-- What to work on --
Render every line of the listing below as a Markdown table with two columns, Row and Text, giving each line a number and skipping blank lines.
== Data for this exercise
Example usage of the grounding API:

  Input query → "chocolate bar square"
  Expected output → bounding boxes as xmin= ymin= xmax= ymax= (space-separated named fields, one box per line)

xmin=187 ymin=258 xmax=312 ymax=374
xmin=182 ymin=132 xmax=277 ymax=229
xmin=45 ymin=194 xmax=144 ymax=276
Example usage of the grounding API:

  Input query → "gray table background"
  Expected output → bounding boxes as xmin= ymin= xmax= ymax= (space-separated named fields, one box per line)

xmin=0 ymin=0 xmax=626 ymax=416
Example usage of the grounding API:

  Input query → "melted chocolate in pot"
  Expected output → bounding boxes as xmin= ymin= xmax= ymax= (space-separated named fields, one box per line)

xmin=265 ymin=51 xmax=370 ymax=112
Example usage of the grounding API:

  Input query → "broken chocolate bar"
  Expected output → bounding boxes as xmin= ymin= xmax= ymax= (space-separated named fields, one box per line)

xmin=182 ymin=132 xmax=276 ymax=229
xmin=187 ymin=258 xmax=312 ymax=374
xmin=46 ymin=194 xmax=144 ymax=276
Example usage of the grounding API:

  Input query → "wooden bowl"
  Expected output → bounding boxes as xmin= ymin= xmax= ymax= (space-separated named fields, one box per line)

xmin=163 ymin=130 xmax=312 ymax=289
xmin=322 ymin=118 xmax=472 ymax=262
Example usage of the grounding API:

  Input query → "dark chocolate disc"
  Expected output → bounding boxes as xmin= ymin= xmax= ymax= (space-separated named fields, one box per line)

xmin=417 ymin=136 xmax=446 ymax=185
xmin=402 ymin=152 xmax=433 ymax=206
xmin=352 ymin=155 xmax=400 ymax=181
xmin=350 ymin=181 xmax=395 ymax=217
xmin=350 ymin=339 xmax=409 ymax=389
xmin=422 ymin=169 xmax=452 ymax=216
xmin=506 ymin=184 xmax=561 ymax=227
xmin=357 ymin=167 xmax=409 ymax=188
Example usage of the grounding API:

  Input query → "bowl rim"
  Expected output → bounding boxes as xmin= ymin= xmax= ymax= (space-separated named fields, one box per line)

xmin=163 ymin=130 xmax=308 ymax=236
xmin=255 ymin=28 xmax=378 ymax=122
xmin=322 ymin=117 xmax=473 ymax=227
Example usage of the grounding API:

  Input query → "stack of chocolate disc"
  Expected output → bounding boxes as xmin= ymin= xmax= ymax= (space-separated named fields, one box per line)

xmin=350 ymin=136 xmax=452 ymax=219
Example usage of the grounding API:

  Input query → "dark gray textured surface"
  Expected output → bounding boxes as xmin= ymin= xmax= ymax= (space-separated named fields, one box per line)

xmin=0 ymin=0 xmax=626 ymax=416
====
-- Solution to this exercise --
| Row | Text |
|---|---|
| 1 | Example usage of the grounding API: |
| 2 |   Input query → "chocolate bar square" |
| 3 |   Expected output → bounding boxes as xmin= ymin= xmax= ymax= (space-separated named fields, one box per line) |
| 4 | xmin=187 ymin=258 xmax=312 ymax=374 |
| 5 | xmin=182 ymin=132 xmax=277 ymax=229 |
| 6 | xmin=45 ymin=194 xmax=144 ymax=276 |
| 7 | Example usage of the grounding API: |
| 8 |   Input query → "gray table background" |
| 9 |   Expected output → bounding boxes as xmin= ymin= xmax= ymax= (space-separated named fields, one box per line) |
| 10 | xmin=0 ymin=0 xmax=626 ymax=416 |
| 11 | Example usage of the grounding API: |
| 12 |   Input query → "melted chocolate in pot" |
| 13 |   Expected output → bounding boxes as xmin= ymin= xmax= ymax= (space-separated named fields, one box per line) |
| 14 | xmin=265 ymin=51 xmax=370 ymax=112 |
| 15 | Example usage of the grounding API: |
| 16 |   Input query → "broken chocolate bar" |
| 17 |   Expected output → bounding boxes as xmin= ymin= xmax= ymax= (space-separated named fields, one box per line) |
| 18 | xmin=182 ymin=132 xmax=276 ymax=229 |
| 19 | xmin=187 ymin=258 xmax=312 ymax=374 |
| 20 | xmin=46 ymin=194 xmax=144 ymax=276 |
| 21 | Example usage of the grounding API: |
| 22 |   Input query → "wooden bowl" |
| 23 |   Expected output → bounding boxes as xmin= ymin= xmax= ymax= (space-separated named fields, one box per line) |
| 24 | xmin=163 ymin=130 xmax=312 ymax=289 |
| 25 | xmin=322 ymin=118 xmax=472 ymax=262 |
| 26 | Example usage of the grounding API: |
| 27 |   Input query → "dark chocolate disc" |
| 28 |   Expected output → bounding boxes as xmin= ymin= xmax= ymax= (space-separated named fields, one box per line) |
| 29 | xmin=417 ymin=136 xmax=446 ymax=185 |
| 30 | xmin=402 ymin=152 xmax=433 ymax=206 |
| 31 | xmin=352 ymin=155 xmax=400 ymax=181 |
| 32 | xmin=350 ymin=181 xmax=395 ymax=217 |
| 33 | xmin=350 ymin=339 xmax=409 ymax=389 |
| 34 | xmin=422 ymin=169 xmax=452 ymax=216 |
| 35 | xmin=506 ymin=184 xmax=561 ymax=227 |
| 36 | xmin=357 ymin=167 xmax=409 ymax=188 |
| 37 | Example usage of the grounding API: |
| 38 |   Input query → "bowl rim" |
| 39 |   Expected output → bounding boxes as xmin= ymin= xmax= ymax= (space-separated named fields, one box per line) |
| 40 | xmin=163 ymin=130 xmax=308 ymax=236 |
| 41 | xmin=255 ymin=28 xmax=378 ymax=122 |
| 42 | xmin=322 ymin=117 xmax=473 ymax=227 |
| 43 | Example usage of the grounding API: |
| 44 |   Input query → "stack of chocolate disc" |
| 45 |   Expected output → bounding boxes as xmin= ymin= xmax= ymax= (space-separated named fields, one box per line) |
| 46 | xmin=350 ymin=136 xmax=452 ymax=219 |
| 47 | Example usage of the grounding API: |
| 48 |   Input query → "dark gray textured surface" |
| 49 |   Expected output → bounding boxes as xmin= ymin= xmax= ymax= (space-separated named fields, one box per line) |
| 50 | xmin=0 ymin=0 xmax=626 ymax=416 |